→ ASSIGNED TASK:
Please quote the records word for word from their first line through the line that contains "148L618 105L572 175L519", including both of those lines.

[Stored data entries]
================

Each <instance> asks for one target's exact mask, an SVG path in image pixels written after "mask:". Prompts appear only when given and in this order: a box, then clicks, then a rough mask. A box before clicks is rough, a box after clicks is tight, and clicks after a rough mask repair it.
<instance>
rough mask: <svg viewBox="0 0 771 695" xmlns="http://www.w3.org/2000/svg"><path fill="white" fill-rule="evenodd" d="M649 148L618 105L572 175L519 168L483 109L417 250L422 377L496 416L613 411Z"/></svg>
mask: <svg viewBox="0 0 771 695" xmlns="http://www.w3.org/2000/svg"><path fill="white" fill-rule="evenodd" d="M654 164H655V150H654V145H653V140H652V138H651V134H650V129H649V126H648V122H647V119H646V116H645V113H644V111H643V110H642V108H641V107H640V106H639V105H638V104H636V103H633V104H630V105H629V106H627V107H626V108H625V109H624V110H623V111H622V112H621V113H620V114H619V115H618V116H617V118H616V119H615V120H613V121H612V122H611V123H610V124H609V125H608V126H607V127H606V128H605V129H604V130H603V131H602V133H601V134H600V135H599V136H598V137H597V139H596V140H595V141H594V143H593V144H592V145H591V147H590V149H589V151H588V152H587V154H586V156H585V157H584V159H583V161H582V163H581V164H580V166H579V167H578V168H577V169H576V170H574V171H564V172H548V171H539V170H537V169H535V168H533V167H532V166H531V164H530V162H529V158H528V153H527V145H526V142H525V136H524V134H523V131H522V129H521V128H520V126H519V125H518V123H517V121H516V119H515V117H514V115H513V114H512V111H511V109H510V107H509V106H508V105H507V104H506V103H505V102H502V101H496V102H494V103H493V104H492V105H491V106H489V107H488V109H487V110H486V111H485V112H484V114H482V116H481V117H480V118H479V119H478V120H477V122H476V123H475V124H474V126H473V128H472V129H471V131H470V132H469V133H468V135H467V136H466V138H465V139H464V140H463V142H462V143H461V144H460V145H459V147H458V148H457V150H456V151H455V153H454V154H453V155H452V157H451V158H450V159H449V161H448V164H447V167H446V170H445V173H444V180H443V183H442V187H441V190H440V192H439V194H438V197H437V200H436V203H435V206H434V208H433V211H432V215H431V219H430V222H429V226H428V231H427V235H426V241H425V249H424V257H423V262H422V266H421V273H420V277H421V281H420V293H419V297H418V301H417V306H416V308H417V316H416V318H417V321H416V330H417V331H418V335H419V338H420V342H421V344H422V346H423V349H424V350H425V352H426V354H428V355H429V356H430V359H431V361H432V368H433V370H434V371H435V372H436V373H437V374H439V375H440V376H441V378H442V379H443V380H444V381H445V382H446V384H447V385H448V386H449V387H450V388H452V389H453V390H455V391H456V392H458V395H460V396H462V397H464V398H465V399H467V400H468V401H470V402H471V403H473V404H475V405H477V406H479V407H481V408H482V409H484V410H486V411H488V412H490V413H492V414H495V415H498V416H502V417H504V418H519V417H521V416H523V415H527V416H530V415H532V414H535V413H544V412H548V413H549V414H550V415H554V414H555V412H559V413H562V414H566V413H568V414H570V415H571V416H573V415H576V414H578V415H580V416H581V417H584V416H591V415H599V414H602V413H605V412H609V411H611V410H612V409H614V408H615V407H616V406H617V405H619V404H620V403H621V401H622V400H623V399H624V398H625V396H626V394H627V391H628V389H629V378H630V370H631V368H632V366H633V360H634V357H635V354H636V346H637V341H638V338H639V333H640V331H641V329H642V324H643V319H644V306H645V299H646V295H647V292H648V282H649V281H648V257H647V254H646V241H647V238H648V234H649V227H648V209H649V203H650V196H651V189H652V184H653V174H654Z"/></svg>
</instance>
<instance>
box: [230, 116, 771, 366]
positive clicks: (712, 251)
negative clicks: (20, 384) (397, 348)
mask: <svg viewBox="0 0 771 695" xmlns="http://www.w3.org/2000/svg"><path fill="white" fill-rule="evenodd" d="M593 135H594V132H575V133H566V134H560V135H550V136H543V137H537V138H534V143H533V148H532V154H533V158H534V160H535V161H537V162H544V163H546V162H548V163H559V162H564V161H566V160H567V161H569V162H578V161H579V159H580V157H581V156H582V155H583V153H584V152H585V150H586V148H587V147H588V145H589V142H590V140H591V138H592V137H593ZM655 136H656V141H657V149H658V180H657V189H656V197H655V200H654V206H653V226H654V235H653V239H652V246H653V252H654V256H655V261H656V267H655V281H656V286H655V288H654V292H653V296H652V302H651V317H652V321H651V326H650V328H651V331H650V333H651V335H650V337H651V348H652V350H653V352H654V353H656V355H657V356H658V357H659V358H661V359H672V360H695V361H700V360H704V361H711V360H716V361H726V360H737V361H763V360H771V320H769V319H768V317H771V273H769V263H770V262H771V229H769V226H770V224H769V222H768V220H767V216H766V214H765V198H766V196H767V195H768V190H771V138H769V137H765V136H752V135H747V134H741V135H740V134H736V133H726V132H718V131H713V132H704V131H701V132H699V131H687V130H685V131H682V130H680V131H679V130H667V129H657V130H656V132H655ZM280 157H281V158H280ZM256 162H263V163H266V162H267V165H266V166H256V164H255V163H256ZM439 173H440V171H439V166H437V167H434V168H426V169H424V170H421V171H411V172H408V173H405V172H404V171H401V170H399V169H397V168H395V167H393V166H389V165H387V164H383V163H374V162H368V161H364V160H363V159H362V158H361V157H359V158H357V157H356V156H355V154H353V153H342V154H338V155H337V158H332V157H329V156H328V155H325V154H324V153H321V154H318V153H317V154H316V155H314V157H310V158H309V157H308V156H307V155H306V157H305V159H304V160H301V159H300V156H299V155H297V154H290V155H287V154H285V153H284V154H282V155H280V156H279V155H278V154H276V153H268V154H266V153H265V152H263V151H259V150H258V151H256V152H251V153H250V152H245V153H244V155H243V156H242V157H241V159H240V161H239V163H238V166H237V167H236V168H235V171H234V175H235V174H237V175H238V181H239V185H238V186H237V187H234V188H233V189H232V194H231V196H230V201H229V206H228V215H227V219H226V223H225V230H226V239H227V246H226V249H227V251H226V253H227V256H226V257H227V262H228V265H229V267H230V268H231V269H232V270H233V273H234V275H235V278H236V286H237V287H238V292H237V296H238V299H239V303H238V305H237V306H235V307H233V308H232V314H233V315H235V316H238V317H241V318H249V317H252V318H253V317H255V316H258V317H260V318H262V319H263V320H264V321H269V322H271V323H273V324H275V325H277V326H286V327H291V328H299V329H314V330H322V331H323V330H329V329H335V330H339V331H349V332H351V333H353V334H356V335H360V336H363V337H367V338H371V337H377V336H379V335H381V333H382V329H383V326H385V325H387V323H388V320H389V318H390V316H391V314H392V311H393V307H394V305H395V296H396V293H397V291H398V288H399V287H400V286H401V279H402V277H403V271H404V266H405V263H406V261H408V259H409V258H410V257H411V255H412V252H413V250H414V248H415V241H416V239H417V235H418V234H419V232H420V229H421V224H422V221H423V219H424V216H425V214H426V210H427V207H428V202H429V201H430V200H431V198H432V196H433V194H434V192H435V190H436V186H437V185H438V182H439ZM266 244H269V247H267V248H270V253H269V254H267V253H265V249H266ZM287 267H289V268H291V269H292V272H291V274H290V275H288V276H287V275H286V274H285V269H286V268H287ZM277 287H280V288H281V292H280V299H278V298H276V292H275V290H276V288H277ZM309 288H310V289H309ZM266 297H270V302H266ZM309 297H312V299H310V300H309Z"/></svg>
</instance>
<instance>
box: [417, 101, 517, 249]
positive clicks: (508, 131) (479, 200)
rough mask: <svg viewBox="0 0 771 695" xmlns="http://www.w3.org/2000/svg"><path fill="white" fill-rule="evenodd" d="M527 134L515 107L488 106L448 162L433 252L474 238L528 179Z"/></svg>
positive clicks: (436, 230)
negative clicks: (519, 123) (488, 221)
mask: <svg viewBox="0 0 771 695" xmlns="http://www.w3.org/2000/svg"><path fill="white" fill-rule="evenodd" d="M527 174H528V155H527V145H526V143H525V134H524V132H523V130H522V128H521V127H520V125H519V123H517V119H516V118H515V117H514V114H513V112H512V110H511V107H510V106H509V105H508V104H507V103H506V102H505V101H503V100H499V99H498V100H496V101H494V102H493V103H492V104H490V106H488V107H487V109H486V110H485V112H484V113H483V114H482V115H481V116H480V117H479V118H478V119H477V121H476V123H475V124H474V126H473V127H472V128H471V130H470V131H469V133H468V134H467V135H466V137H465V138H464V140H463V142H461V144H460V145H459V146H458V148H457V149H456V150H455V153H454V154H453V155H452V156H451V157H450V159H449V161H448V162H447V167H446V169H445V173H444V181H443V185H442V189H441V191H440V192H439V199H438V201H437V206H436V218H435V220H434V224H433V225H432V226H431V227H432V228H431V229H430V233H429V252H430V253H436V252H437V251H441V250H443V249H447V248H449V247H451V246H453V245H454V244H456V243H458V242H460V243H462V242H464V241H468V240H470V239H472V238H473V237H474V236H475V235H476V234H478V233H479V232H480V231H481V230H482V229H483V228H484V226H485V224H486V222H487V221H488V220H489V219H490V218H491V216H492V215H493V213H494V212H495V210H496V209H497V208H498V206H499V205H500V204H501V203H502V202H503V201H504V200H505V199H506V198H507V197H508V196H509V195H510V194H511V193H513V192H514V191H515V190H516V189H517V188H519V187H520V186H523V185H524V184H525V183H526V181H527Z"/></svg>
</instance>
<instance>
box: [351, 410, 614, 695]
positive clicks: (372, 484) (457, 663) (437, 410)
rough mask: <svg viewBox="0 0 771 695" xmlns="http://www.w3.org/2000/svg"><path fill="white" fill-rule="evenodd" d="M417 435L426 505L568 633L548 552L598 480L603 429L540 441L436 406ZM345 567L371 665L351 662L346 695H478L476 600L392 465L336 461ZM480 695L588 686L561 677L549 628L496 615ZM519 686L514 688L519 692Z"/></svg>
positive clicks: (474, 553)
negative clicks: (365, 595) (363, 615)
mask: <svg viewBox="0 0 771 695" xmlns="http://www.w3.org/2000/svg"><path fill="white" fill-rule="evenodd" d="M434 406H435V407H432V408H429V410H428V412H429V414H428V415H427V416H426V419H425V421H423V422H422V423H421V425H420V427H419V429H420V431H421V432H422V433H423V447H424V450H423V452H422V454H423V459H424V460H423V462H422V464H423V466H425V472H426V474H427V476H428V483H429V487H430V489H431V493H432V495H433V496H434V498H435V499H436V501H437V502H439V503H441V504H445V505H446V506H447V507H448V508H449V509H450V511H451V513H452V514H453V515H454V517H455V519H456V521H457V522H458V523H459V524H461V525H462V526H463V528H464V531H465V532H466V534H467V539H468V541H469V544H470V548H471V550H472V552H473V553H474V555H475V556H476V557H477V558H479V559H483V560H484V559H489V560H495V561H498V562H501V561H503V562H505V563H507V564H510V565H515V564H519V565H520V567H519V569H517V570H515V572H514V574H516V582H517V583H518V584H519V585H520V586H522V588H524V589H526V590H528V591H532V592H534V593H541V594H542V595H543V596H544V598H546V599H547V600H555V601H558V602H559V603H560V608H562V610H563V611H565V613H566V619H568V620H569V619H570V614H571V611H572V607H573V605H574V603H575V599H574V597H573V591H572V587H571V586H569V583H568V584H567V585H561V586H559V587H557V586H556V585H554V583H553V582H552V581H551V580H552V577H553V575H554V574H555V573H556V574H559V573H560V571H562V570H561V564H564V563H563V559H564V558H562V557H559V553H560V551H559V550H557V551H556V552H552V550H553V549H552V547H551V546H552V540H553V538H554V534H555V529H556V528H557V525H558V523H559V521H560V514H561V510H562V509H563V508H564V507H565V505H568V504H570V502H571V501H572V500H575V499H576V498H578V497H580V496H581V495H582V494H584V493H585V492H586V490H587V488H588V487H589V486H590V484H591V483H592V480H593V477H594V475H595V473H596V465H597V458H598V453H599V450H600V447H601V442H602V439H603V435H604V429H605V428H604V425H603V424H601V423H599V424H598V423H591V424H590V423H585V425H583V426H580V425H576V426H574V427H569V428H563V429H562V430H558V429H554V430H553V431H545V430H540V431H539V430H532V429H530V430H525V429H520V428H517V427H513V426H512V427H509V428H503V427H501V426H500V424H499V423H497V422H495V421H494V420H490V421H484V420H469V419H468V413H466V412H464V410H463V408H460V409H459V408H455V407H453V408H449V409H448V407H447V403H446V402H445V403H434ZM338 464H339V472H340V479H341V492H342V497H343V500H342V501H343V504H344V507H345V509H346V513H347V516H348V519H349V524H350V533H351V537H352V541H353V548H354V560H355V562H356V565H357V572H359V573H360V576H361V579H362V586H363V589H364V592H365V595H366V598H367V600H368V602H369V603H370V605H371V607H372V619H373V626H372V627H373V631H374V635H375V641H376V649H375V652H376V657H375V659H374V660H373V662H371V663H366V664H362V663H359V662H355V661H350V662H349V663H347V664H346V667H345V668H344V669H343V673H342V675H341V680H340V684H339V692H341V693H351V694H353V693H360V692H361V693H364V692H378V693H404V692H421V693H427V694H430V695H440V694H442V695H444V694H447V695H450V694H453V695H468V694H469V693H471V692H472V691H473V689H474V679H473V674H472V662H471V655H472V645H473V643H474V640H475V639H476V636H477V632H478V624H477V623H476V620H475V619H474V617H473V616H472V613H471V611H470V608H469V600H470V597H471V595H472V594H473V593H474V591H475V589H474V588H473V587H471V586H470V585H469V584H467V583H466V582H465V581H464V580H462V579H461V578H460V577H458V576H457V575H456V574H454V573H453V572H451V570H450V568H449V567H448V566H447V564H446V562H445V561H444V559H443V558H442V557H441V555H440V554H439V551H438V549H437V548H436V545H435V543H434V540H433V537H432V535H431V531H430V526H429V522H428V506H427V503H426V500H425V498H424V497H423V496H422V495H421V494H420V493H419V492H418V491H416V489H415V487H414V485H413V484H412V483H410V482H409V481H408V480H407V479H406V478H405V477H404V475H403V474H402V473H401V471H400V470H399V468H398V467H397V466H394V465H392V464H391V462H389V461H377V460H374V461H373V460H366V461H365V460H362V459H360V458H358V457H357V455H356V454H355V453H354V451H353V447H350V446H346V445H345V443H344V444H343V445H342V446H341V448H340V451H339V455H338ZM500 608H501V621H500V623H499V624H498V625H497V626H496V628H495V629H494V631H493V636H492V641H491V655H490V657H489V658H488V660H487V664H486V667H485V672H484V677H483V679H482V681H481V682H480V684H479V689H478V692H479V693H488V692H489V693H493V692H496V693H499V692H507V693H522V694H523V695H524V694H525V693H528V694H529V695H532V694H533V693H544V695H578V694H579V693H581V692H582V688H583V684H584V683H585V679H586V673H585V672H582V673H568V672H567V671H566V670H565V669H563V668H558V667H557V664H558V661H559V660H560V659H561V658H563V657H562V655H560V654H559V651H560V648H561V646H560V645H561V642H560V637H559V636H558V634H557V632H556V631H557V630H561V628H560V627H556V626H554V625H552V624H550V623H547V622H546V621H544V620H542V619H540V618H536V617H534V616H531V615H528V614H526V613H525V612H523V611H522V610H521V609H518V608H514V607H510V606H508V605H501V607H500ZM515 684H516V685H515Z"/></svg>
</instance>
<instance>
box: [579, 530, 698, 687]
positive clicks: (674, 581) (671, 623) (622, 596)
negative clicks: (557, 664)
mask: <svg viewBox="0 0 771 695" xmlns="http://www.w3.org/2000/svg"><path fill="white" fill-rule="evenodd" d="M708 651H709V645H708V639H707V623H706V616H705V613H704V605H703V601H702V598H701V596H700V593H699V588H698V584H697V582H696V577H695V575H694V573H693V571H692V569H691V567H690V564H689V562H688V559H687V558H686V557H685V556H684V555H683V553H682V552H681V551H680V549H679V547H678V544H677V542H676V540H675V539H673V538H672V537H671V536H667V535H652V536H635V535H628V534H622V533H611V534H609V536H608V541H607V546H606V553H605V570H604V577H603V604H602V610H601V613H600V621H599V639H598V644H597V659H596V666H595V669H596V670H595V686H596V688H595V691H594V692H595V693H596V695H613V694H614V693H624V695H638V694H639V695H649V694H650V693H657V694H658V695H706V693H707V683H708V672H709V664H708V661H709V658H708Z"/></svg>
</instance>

================

→ TASK OUTPUT:
Each <instance> asks for one target's exact mask, an SVG path in image pixels written after "mask:". Prompts appear only when given and in this order: a box, then clicks, then a rough mask. A box before clicks is rough, a box after clicks is tight, and clicks after a rough mask repair it.
<instance>
rough mask: <svg viewBox="0 0 771 695" xmlns="http://www.w3.org/2000/svg"><path fill="white" fill-rule="evenodd" d="M649 148L618 105L572 175L519 168L483 109L417 250L422 377L496 416L613 411Z"/></svg>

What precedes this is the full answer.